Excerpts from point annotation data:

'''

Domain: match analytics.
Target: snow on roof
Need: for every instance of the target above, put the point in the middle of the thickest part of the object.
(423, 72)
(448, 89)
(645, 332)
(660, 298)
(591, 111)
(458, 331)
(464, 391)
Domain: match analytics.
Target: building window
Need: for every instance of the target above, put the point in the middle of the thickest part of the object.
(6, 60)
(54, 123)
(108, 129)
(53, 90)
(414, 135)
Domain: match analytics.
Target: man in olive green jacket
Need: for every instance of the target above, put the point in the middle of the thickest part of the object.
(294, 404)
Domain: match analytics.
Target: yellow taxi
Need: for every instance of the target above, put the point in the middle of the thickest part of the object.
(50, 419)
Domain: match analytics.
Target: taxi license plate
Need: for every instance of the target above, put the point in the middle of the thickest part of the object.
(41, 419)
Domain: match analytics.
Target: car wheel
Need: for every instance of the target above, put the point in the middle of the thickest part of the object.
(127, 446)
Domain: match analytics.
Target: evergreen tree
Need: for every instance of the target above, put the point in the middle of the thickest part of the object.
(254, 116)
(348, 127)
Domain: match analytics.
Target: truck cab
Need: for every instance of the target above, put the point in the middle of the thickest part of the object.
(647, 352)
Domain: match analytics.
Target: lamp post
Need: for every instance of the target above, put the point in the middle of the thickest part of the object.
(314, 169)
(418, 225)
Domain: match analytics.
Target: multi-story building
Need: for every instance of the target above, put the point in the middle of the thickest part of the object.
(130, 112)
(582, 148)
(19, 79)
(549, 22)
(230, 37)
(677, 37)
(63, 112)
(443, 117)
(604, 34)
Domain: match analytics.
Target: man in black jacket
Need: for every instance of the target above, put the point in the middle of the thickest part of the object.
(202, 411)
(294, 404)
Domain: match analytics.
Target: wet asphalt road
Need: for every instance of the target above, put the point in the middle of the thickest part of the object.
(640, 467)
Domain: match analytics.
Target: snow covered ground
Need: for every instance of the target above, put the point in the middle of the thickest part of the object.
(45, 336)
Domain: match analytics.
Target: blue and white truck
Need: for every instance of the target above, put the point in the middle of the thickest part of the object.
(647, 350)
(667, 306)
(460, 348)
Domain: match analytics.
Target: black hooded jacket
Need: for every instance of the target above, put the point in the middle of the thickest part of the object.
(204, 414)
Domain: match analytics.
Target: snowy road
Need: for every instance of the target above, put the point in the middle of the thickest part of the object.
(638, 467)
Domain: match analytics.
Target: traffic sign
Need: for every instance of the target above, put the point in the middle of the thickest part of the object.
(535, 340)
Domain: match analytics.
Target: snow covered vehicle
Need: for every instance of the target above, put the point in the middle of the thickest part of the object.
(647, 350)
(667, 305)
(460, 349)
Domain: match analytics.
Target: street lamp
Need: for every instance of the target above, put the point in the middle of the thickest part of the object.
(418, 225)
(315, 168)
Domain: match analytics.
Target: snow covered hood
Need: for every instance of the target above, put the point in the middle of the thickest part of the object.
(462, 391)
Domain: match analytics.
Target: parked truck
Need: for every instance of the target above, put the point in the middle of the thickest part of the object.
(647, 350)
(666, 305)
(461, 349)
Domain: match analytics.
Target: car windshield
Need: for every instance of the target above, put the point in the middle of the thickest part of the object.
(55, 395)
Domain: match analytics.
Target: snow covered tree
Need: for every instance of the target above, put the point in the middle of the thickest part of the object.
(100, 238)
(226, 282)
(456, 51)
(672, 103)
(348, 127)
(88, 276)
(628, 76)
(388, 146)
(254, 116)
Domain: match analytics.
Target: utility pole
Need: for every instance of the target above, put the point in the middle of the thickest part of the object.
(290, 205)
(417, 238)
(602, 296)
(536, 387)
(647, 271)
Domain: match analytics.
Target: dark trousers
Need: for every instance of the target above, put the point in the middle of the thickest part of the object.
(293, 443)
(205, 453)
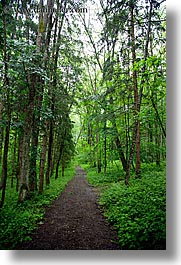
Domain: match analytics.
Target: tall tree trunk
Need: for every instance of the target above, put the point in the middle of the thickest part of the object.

'''

Problem to work on: Pull out every line in the items above that contains the string "road".

Exercise answer:
Target: wet asphalt road
Target: snowy road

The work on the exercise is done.